* ARBEITSAUFTRAG 1 *
Beantworte anhand der Rezension zu „Furcht“ diese Fragen:
(a) Von wem stammt „Furcht“?
(b) Wie lautet der Untertitel des Werks?
(c) Wie viele Seiten umfasst die längste Geschichte?
* ARBEITSAUFTRAG 2 *
Gib einen Abschnitt aus der Rezension zu „Furcht“ wortgetreu wieder. Beginne bei den Worten „Wer jetzt wegen“ und höre nach „Text und Bild.“ auf.

* VORLIEGENDER TEXT *
######

„Furcht“ – Manga-Horror aus dem modernen Japan von Juoku Kawakami

Wer jetzt wegen dem Wort „Manga“ und der damit verbundenen Befürchtung, dass jetzt eines dieser sich auf viele Bände erstreckendes Epos vorgestellt wird, desinteressiert abwinken will, sollte unbedingt weiter lesen.

Denn Juoku Kawakami erzählt in „Furcht“, wie der Untertitel verrät, „Horrorgeschichten aus dem modernen Japan“. Es sind voneinander unabhängige, in sich abgeschlossene Kurzgeschichten, die meistens nur wenige Seiten umfassen. Die längste hat fast sechzig Seiten. Die kürzesten keine zehn Seiten. Normalerweise sind sie so um die zwanzig Seiten und sie leben von der dichten Verbindung zwischen Text und Bild.

######

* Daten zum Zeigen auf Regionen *
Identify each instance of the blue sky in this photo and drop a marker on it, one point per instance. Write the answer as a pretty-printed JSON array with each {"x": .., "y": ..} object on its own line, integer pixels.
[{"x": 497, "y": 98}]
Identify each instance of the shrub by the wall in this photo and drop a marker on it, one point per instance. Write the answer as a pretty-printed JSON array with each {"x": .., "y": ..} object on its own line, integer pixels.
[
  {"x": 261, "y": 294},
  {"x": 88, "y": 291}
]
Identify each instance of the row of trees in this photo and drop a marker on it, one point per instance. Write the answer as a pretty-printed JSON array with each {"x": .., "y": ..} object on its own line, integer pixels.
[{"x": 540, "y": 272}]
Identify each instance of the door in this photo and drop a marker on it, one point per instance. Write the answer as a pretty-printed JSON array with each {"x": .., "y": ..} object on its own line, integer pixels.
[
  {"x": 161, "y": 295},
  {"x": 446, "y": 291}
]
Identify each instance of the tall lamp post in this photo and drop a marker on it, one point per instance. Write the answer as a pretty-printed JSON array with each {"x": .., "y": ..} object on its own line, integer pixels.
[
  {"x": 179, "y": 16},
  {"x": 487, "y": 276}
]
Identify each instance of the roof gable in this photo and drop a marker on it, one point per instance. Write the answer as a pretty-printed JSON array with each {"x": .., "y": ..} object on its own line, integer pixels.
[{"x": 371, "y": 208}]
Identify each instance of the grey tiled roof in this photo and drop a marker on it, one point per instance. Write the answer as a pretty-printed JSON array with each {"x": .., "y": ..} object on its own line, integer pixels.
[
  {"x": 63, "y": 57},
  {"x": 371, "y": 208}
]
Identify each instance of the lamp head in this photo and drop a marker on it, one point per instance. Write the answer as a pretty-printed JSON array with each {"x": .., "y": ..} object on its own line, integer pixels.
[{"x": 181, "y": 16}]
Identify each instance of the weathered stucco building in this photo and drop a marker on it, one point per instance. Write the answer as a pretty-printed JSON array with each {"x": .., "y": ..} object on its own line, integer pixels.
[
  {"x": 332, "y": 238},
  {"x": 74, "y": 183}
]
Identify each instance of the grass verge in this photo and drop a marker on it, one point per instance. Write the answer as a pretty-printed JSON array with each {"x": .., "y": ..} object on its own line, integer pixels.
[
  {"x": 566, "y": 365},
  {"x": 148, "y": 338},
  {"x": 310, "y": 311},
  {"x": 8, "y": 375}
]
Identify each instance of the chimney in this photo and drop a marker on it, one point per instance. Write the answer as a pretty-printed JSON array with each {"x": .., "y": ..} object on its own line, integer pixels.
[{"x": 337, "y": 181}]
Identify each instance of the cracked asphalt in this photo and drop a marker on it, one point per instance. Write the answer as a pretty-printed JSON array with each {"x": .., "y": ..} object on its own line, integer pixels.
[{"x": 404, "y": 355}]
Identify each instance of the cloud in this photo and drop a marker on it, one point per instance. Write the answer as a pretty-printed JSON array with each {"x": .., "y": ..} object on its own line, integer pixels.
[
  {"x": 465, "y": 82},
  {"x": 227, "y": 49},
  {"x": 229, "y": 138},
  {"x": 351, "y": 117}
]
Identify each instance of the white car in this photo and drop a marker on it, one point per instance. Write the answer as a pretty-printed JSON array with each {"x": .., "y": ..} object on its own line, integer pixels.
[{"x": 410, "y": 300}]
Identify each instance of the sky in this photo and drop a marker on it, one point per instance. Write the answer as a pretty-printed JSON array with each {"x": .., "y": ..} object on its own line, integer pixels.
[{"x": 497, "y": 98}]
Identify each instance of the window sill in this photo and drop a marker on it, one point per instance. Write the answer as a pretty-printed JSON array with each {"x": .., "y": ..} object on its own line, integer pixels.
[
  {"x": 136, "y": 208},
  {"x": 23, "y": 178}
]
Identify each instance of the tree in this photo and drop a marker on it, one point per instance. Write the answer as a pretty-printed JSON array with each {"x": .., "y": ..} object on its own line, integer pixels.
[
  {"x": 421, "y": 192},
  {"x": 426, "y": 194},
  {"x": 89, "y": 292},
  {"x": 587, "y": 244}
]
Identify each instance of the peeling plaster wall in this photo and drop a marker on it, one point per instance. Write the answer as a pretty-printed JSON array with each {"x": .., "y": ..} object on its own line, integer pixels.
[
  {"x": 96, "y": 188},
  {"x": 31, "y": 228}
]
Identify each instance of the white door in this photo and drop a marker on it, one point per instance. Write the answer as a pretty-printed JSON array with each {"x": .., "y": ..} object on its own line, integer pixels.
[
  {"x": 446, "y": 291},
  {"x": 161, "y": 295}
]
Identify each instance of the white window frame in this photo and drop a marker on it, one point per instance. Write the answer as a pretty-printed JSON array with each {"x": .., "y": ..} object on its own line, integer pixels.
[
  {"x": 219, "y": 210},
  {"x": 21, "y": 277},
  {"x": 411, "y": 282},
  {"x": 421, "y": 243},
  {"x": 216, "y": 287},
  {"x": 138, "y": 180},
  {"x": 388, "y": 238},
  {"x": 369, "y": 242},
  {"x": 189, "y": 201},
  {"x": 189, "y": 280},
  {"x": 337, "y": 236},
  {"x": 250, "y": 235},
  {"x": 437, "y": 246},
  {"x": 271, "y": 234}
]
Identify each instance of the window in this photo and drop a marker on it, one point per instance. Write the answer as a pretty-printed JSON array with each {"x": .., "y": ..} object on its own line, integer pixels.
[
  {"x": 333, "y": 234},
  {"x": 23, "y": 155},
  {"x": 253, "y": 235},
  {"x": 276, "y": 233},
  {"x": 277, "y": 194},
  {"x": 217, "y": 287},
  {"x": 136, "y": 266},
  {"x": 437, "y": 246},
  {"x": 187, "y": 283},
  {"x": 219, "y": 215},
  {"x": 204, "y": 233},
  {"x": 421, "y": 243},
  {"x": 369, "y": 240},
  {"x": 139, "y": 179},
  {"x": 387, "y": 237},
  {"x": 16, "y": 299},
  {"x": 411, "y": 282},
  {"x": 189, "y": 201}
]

######

* ANTWORT 1 *
(a) Von Juoku Kawakami.
(b) „Horrorgeschichten aus dem modernen Japan“.
(c) Fast sechzig Seiten.

* ANTWORT 2 *
Wer jetzt wegen dem Wort „Manga“ und der damit verbundenen Befürchtung, dass jetzt eines dieser sich auf viele Bände erstreckendes Epos vorgestellt wird, desinteressiert abwinken will, sollte unbedingt weiter lesen.

Denn Juoku Kawakami erzählt in „Furcht“, wie der Untertitel verrät, „Horrorgeschichten aus dem modernen Japan“. Es sind voneinander unabhängige, in sich abgeschlossene Kurzgeschichten, die meistens nur wenige Seiten umfassen. Die längste hat fast sechzig Seiten. Die kürzesten keine zehn Seiten. Normalerweise sind sie so um die zwanzig Seiten und sie leben von der dichten Verbindung zwischen Text und Bild.